**What to do**:
1. Answer these from the issue thread:
(a) What term should be searched for on each PURL page?
(b) Which issue number is mentioned as possibly related?
(c) Which node and its subnodes appear only in the first split XML file?
2. Reproduce the part of the issue thread starting with "Another example object" and going on through "(could be related)".

**Passage**:
Figure out why page level search results do not work beyond first page

peetucket commented 3 months ago

There may be an issue with the XML page-splitting. I’m not getting search results beyond the first page.

Object created with new ocrWF: https://argo-qa.stanford.edu/view/druid:hj614hq2225 (not working) Same object created pre workcycle: https://argo-qa.stanford.edu/view/druid:sk191fb3287 (working)

Go to the PURL page for each and use the search function for 'computer'. New object has results on page 1 only, old object has results on lots of pages:

New: https://sul-purl-stage.stanford.edu/hj614hq2225 Old: https://sul-purl-stage.stanford.edu/sk191fb3287

Download page level XML files and compare to see what might be different.

Possible issue in how we split full document XML into page level. Possible issue with sul-embed search (though it works with old objects).

Another example object that had page level XML created by a splitting script during analysis phase that works: https://github.com/sul-dlss/common-accessioning/issues/1148#issuecomment-1989022826

See also #1279 (could be related)

peetucket commented 3 months ago

Examining the split XML files from the ocrWF, it appears the <Description> node and it's subnodes are only in the first file. Nokogiri appears to be removing them from the main doc after they are added to the first page. Not sure if this is important or not, but fixing by duping the nodes to be sure they are added to each page level XML file.

**Listed records**:
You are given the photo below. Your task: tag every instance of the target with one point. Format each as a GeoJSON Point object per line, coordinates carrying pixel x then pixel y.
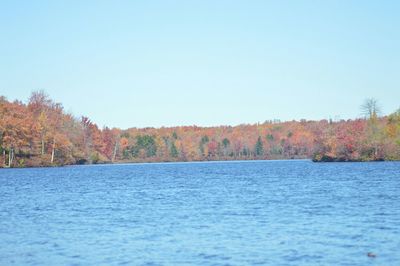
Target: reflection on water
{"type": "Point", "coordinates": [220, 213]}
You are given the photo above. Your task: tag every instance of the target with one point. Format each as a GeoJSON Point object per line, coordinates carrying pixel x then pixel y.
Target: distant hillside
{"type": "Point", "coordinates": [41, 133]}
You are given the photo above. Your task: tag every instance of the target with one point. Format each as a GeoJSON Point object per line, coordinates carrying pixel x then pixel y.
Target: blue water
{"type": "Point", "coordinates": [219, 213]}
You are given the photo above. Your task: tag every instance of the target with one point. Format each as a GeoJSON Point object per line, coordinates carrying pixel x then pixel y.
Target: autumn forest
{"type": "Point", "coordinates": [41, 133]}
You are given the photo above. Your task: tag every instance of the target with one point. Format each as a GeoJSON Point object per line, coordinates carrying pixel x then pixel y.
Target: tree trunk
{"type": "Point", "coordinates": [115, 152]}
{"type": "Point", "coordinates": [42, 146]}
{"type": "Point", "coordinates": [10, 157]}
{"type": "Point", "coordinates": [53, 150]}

...

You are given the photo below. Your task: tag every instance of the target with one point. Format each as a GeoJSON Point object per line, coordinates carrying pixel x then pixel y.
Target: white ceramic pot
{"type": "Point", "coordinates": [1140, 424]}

* * *

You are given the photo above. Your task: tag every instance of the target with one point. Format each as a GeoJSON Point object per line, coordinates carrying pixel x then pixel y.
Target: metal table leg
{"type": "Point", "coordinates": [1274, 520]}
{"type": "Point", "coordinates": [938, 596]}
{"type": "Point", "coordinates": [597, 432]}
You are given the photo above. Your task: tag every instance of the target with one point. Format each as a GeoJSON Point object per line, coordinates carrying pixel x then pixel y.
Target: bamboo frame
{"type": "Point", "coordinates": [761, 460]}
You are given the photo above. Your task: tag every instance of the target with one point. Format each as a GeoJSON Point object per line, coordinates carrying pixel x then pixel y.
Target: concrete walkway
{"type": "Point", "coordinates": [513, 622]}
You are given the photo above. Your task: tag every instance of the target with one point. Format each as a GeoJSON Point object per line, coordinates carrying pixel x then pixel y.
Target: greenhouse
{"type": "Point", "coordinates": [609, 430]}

**Task answers**:
1.
(a) 'computer'
(b) #1279
(c) The <Description> node

2.
Another example object that had page level XML created by a splitting script during analysis phase that works: https://github.com/sul-dlss/common-accessioning/issues/1148#issuecomment-1989022826

See also #1279 (could be related)